Data provided:
^^^^
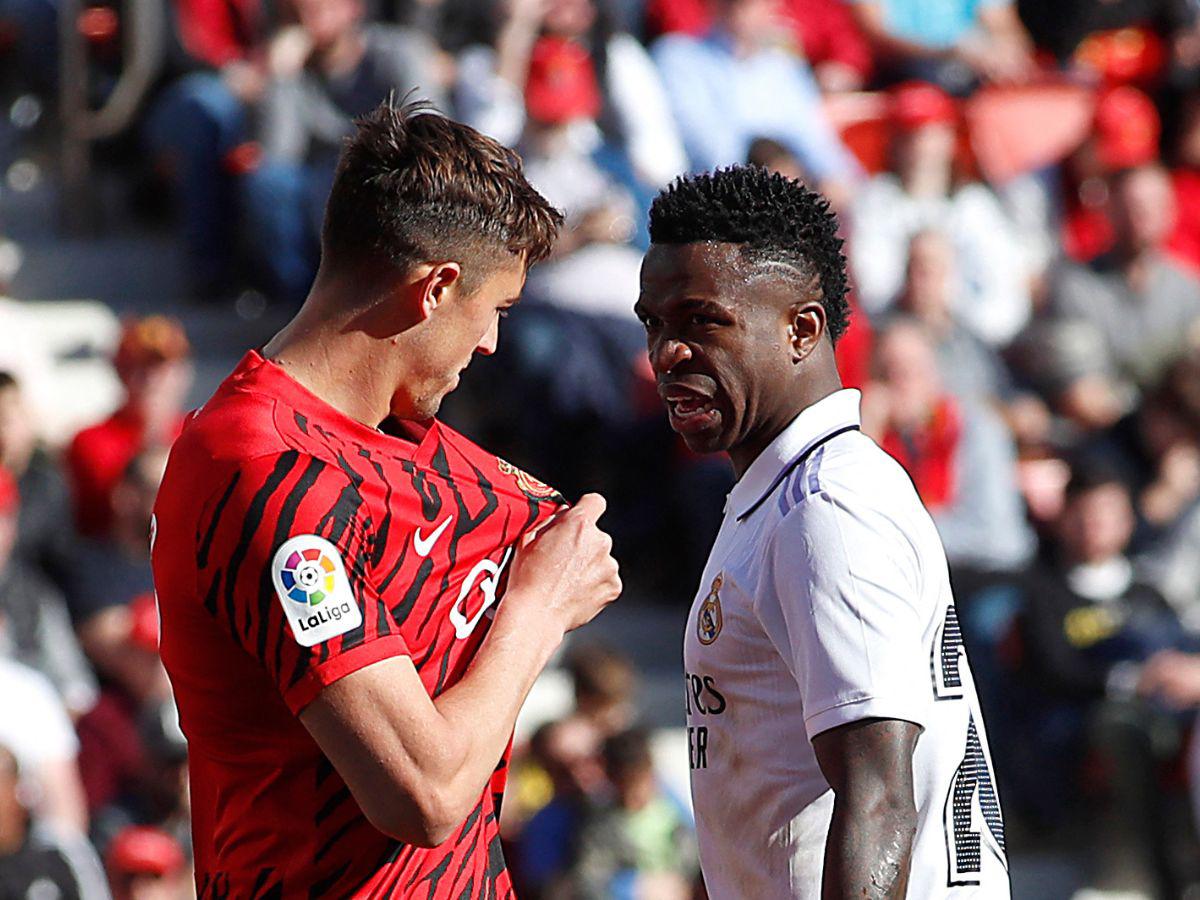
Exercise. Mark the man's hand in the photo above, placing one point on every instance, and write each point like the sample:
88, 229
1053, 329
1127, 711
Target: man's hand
565, 571
1171, 677
869, 767
417, 765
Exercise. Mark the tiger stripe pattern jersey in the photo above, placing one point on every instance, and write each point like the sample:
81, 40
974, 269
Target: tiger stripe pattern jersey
294, 546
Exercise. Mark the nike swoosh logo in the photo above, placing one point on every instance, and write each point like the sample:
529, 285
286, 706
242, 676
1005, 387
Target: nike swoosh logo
424, 546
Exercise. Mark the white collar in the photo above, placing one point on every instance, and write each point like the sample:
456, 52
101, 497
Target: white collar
814, 425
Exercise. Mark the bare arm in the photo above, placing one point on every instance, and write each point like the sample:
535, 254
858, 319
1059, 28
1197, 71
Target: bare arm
869, 849
415, 765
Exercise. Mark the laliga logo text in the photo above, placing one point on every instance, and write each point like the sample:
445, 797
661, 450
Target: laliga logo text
323, 616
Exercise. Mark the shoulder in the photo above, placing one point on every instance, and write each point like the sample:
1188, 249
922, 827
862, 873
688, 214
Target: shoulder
850, 502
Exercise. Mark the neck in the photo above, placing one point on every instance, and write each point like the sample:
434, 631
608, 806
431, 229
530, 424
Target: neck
337, 364
814, 388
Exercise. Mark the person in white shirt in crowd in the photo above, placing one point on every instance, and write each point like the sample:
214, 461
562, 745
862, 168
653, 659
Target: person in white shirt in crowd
828, 757
1141, 304
743, 81
34, 725
630, 129
958, 451
993, 294
40, 862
^^^^
Aim: Update all of the data above by changing every "photo" to "image" and keeping everything else the same. Leave the pictures out of your version.

Solution for this exercise:
Exercise. Mark the man's hand in the image above, placing one point on every instance, and write each point like the sample:
88, 229
1053, 329
1127, 711
Target: man's hand
565, 571
1171, 677
869, 767
417, 765
Exercise. Mark the tiger stripe pattern jersey in the image above, placing one point on every instance, and write each point like the sample:
81, 40
974, 269
Target: tiger stripe pattern jersey
294, 546
Exercise. Mark the nike swoosh logo in the image above, placing one point on every instance, and write each point like the sample:
529, 285
286, 706
242, 676
1005, 387
Target: nike swoosh logo
424, 546
Exercise. Mark the white collar in the image above, placing one point on every instance, and write each point like the sample:
456, 52
101, 497
Target: white collar
814, 425
Exercise. Mark the bare arm in the image above, placing one point on every instance, and write each point like the sample:
535, 254
858, 319
1059, 28
1197, 71
Target: bare arm
869, 849
415, 765
Exercise. Mark the laliga logo text in the image above, placing one point on every instance, and write each point like the sample:
445, 797
661, 450
Target: laliga logo text
323, 616
Exercise. Mark the shoulder in the image above, placing one point on every instance, and write each point like the sample:
1188, 249
922, 827
862, 873
688, 214
Target: shoulder
850, 502
Exercise. Mark the neck in the image above, placing one point on every instance, and write each point like the sample:
434, 631
608, 806
431, 229
530, 424
Target: neck
337, 364
814, 388
Exercise. Mark the person in white shirt in crowd in the image above, placing one point on every instance, and write each point like the sample:
214, 461
562, 745
862, 168
653, 659
Target: person in white shirt in crowd
828, 757
1141, 304
743, 81
34, 725
630, 129
958, 451
993, 294
40, 862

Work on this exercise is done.